+++ Record extracts

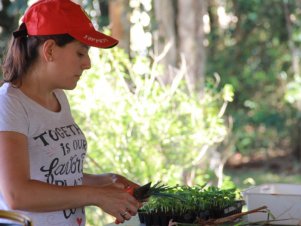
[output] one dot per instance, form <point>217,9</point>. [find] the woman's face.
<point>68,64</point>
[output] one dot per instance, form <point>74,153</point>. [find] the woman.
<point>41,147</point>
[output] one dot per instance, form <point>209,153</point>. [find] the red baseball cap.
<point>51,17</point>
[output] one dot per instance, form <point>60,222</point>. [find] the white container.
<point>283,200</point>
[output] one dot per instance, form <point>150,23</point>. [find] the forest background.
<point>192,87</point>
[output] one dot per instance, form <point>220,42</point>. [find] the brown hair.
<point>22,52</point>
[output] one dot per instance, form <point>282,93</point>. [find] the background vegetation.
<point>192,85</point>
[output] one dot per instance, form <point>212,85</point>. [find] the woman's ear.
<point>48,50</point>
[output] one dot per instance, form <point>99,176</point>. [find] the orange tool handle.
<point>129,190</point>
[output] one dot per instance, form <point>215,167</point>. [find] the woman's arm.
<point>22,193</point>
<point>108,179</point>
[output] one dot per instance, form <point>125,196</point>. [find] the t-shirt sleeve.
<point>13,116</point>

++++++
+++ Record extracts

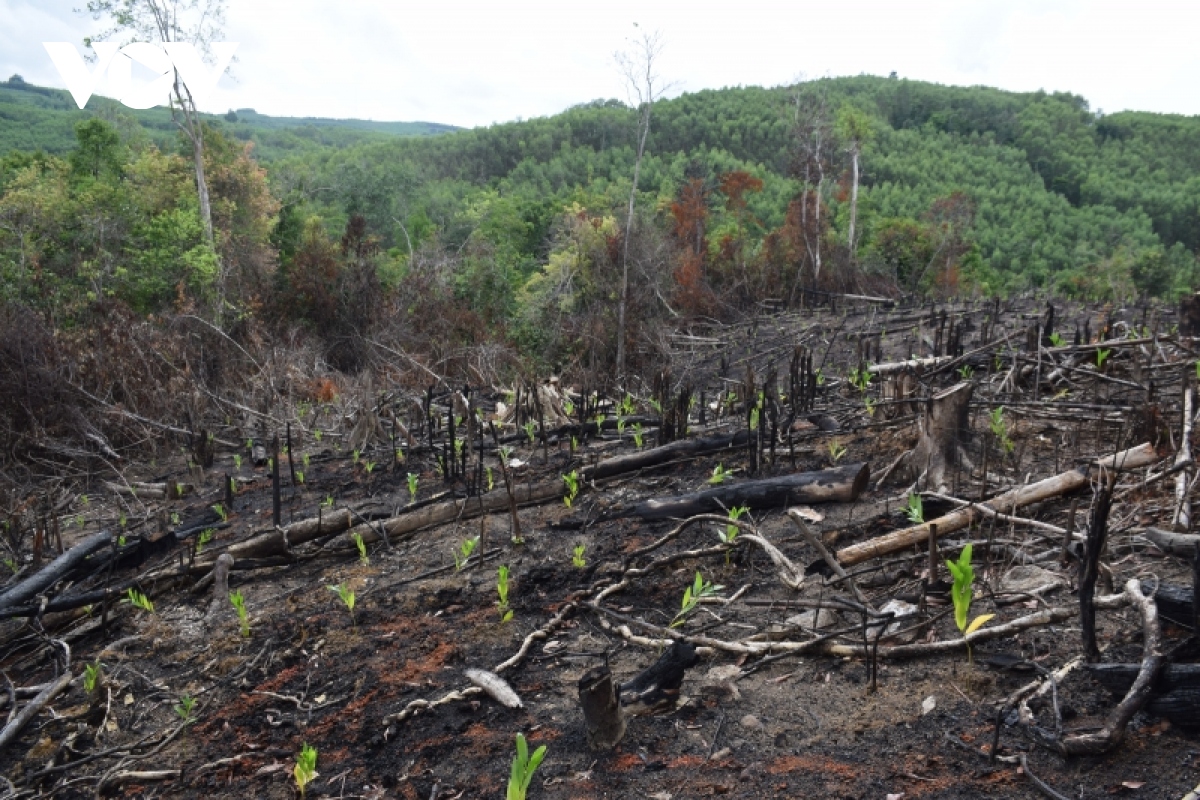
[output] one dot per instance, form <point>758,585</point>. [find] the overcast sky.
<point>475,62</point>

++++++

Given instruction: Copy the records exactly, starting with the line that contains "[output] one dot per instance, form <point>215,167</point>." and continuing through the line that contains "<point>108,179</point>", and nothing else.

The solution:
[output] one dot per instance, form <point>215,167</point>. [find] the woman's arm.
<point>22,193</point>
<point>108,179</point>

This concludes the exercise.